# WHAT TO PRODUCE
Reproduce the listing below word for word, keeping every line unchanged and in its original order.

# Collected data

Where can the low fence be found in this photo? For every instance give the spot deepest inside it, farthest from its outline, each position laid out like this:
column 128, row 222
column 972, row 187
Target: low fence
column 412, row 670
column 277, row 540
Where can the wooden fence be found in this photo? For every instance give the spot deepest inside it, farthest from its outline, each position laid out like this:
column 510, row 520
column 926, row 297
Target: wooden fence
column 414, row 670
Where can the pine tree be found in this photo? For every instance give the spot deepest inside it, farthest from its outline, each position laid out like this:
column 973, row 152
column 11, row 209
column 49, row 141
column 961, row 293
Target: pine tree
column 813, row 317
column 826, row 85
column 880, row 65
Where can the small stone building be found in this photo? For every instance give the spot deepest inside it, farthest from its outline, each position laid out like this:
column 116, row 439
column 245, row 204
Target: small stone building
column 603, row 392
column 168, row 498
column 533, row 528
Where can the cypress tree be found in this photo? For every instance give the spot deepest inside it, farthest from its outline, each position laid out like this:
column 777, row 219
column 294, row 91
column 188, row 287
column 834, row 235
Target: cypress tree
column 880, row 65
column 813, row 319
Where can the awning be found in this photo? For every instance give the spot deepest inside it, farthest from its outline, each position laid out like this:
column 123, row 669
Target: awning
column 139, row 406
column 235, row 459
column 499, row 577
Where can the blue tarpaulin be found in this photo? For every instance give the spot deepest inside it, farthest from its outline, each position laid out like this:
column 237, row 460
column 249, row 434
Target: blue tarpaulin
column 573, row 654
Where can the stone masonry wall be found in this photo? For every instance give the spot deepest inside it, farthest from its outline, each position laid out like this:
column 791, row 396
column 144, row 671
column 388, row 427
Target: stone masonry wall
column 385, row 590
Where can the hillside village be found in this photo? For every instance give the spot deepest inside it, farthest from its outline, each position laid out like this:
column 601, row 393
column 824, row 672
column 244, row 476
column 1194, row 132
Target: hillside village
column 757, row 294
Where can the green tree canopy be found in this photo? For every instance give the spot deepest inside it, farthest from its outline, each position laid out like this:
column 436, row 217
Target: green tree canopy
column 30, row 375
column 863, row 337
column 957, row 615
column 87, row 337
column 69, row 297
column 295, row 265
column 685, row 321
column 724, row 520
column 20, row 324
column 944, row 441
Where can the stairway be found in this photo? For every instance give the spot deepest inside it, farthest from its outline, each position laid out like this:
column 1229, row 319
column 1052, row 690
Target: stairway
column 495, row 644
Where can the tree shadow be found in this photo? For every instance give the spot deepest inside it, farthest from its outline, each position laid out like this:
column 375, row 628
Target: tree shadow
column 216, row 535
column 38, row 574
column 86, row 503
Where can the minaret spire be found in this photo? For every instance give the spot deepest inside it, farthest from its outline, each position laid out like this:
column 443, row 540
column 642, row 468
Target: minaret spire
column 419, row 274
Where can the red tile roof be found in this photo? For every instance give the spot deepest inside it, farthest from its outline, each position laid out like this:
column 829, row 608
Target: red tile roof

# TASK OUTPUT
Where can the low fence be found in this photo? For every instance give the spot deepest inside it, farthest from its outline, each position laid out like this:
column 128, row 222
column 972, row 187
Target: low fence
column 412, row 670
column 277, row 540
Where can the wooden fence be found in this photo? For every instance give the spot deepest inside it, farthest from its outline, each position laid out like this:
column 510, row 520
column 926, row 297
Target: wooden fence
column 414, row 670
Where can the pine tree be found in this photo? For every instance give the spot deepest inside it, farthest from its outline, each position laid out like this:
column 973, row 152
column 11, row 209
column 49, row 141
column 961, row 293
Target: pine tree
column 813, row 317
column 826, row 85
column 880, row 65
Where can the small stone building be found in this photo? For every instance give the spot deepest inside it, farthest from its outline, each position laid out like this:
column 116, row 439
column 245, row 204
Target: small stone building
column 603, row 392
column 168, row 498
column 533, row 528
Where can the cypress tree be found in this photo? For every instance give the spot deepest inside it, farthest from its outline, each position laid out like this:
column 777, row 219
column 294, row 91
column 188, row 287
column 834, row 235
Target: cypress tree
column 880, row 65
column 813, row 319
Where can the awning be found in this photo? For every instance give the spot deepest inside it, farthest from its outline, each position laid out like this:
column 123, row 669
Target: awning
column 139, row 406
column 235, row 459
column 499, row 577
Where can the blue tarpaulin be found in this photo? For every instance give the spot deepest inside it, farthest from its outline, each position laid out like this:
column 237, row 460
column 249, row 434
Target: blue tarpaulin
column 573, row 654
Where can the stone masonry wall be found in this photo? For every instance give the spot deepest inside it, farthest from its outline, each position laid out like this:
column 791, row 396
column 144, row 671
column 388, row 427
Target: stone masonry wall
column 385, row 590
Where can the hillside village be found in this photo? For every instance give the spot deepest inside it, farthest from its outline, each position laid out like this:
column 601, row 393
column 824, row 672
column 244, row 476
column 1194, row 132
Target: hillside village
column 757, row 294
Where can the green tree canopy be found in this photo? For every instance give the spot deepest inside it, farthest from its outline, each position laid out like this:
column 436, row 217
Target: green tree canopy
column 30, row 375
column 863, row 337
column 957, row 615
column 87, row 337
column 69, row 297
column 295, row 265
column 685, row 321
column 724, row 520
column 20, row 324
column 944, row 441
Where can the stairway be found in this photo? For every instance give the spot deepest inside it, farthest from its outline, each position laid out like this:
column 1229, row 319
column 1052, row 690
Target: stairway
column 495, row 644
Where can the tree shadow be found in this photo? For every instance give the spot deepest inside it, farthest from its outline, each position laid out like this:
column 375, row 628
Target: tree shadow
column 216, row 535
column 38, row 574
column 86, row 503
Where can the minaret spire be found in this photo? For every instance give the spot deepest inside it, farthest from its outline, each position laid out like this:
column 443, row 540
column 642, row 468
Target: minaret spire
column 419, row 274
Where can the red tile roof be found in this photo? For every instance give the spot deepest inside it, farthest from its outline, each position laid out like this:
column 829, row 608
Target: red tile roof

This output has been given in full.